* Exercise aim *
Reproduce only the lines that begin at the one containing "Task: segment each" and end with the one containing "rough mask: <svg", renaming "positive clicks" to "foreground clicks" and leaving everything else unchanged.
----- Dataset content -----
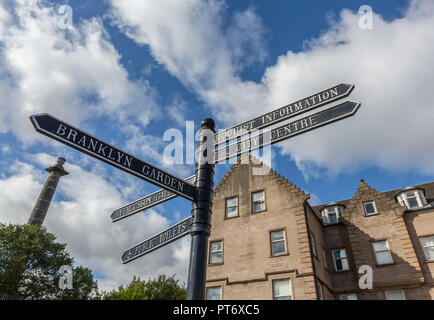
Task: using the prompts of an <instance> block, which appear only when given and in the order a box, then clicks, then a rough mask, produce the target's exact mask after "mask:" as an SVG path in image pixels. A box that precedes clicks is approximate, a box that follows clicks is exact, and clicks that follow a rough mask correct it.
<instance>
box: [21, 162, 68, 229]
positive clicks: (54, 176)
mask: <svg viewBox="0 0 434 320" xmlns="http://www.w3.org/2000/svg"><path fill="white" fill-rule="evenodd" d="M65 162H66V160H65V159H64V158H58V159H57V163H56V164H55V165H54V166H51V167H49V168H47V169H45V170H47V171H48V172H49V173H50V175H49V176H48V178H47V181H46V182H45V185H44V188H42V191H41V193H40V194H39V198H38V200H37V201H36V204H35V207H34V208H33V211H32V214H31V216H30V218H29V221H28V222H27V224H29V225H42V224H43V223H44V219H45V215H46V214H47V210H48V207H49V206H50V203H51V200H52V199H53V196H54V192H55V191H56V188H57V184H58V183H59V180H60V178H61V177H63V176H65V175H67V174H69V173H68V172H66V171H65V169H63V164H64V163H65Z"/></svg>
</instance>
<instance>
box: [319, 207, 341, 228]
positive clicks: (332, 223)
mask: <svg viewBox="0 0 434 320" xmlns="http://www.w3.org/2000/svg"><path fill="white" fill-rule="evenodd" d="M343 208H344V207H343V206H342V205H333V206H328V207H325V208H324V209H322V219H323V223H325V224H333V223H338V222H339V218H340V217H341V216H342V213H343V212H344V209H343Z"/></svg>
-----
----- Dataset content -----
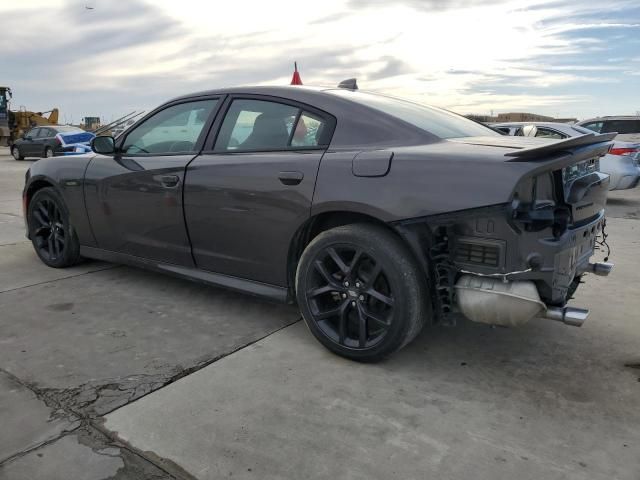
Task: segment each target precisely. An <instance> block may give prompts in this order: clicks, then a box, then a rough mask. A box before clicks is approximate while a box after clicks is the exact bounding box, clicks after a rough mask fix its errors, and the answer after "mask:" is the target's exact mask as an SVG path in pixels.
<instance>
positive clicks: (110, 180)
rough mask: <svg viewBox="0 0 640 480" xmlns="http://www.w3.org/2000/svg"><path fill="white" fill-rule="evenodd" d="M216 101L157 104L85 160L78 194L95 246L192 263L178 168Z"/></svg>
-----
* Answer to this problem *
Task: segment each target precisely. An <instance> block may give prompts in this order: clicks, then a box, then a rough mask. A box before clicks is approximate while a box after clicks is the exact bounding box, clicks after a rough mask fix its errors, and the answer after "mask:" is the target's exact mask as an SVG path in pixels.
<instance>
foreground clicks: (110, 180)
rough mask: <svg viewBox="0 0 640 480" xmlns="http://www.w3.org/2000/svg"><path fill="white" fill-rule="evenodd" d="M216 101L157 104L85 160L78 194L95 246L192 263L178 168Z"/></svg>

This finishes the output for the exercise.